Extract provided:
******

An Excursion through the United States and Canada, during the Years 1822-23. By an English Gentleman. 8vo. pp. 511, London, 1824. THE institutions and condition of the United States attract

more and more attention in Europe, and especially in England, in proportion as the all-important subjects of government and political economy are gaining upon public notice. Every year adds something to our knowledge of the Great Republic; and every addition to our knowledge removes some portion of the ignorance and prejudice which have so long prevailed with regard to our American brethren. To assist in dispelling what remains of foolish national antipathy, misconception, and error, on both sides, will always be a leading object with us; and with this view we invite the attention of our readers to the volumes before us-not so much for the purpose of analysing their contents, for which we have but little space, as of noticing those subjects with respect to which the present works have contributed fresh information. For this purpose it will not be necessary to draw much on the reader's time.

A word or two with regard to the travellers themselves. Mr. Hodgson, we are given to understand, is a Liverpool merchant, trading to the United States. He seems to be a man of considerable literary reading, although not much given to political speculation; with the average portion of ignorance on political economy and politics; habitually attached to every thing English, from King, Lords, and Commons, to the corporation of Liverpool; of a religious turn of mind, bordering on fanaticism; but withal, a fair, candid, honest, and intelligent observer. The reader will not fail to remark the importance of such a man's testimony with regard to those great questions of religion, slavery, government, moral habits, and character of the American people, which have formed the chief points of difference between previous travellers. The "English Gentleman" is quite another sort of person. Bred at Eton and Cambridge, a mathematician and a scholar, he has since travelled over the greater part of Europe. He has picked up in the course of his reading and peregrinations, a great deal of. vague sentiment about liberty and equality, and is apt to treat many topics of common-place morals and religion in a manner which will acquire for him but little credit amongst the clerical members of his university. His book, though inferior to Mr. Hodgson's in many particulars, is not without merit on those subjects where his evidence is not weakened by his religious and political partialities.

In spite of this difference of character, the conclusions of our travellers, upon all the material points we intend to touch upon, are precisely similar. They entirely agree in their ultimate opinions as to the operation and effect of the government, and the state of the people.

******

Entries shown:
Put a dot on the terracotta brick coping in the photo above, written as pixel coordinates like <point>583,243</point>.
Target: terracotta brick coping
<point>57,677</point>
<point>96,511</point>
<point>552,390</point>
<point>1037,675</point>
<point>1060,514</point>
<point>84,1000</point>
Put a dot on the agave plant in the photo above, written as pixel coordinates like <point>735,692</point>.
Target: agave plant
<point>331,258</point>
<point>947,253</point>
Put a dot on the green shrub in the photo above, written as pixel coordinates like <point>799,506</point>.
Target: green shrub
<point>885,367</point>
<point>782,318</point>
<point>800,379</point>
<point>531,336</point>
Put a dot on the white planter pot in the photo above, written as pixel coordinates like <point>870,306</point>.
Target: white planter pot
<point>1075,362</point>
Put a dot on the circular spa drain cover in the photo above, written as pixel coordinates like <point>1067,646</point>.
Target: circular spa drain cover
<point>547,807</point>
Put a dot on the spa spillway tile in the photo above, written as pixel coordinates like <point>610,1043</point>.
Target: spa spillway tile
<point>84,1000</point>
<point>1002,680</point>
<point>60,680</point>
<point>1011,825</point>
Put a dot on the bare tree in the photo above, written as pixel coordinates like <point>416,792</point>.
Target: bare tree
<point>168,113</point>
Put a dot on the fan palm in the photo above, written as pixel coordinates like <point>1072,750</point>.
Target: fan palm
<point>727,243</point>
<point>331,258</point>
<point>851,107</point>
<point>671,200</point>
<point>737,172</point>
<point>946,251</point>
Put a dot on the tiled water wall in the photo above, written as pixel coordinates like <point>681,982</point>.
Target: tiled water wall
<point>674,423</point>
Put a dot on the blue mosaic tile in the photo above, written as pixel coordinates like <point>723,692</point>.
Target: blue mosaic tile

******

Problems to solve:
**A.** Answer these questions about the review of travel books on the United States:
(i) What is Mr. Hodgson's trade?
(ii) Where was the "English Gentleman" educated?
(iii) In their ultimate opinions, on what two matters do the two travelers entirely agree?
**B.** Please write out a passage from the review of travel books on the United States, beginning at the words that contain "In spite of" and ending after "of the people.".

Responses to the tasks:
**A.**
(i) He is a Liverpool merchant trading to the United States.
(ii) At Eton and Cambridge.
(iii) The operation and effect of the government, and the state of the people.

**B.**
In spite of this difference of character, the conclusions of our travellers, upon all the material points we intend to touch upon, are precisely similar. They entirely agree in their ultimate opinions as to the operation and effect of the government, and the state of the people.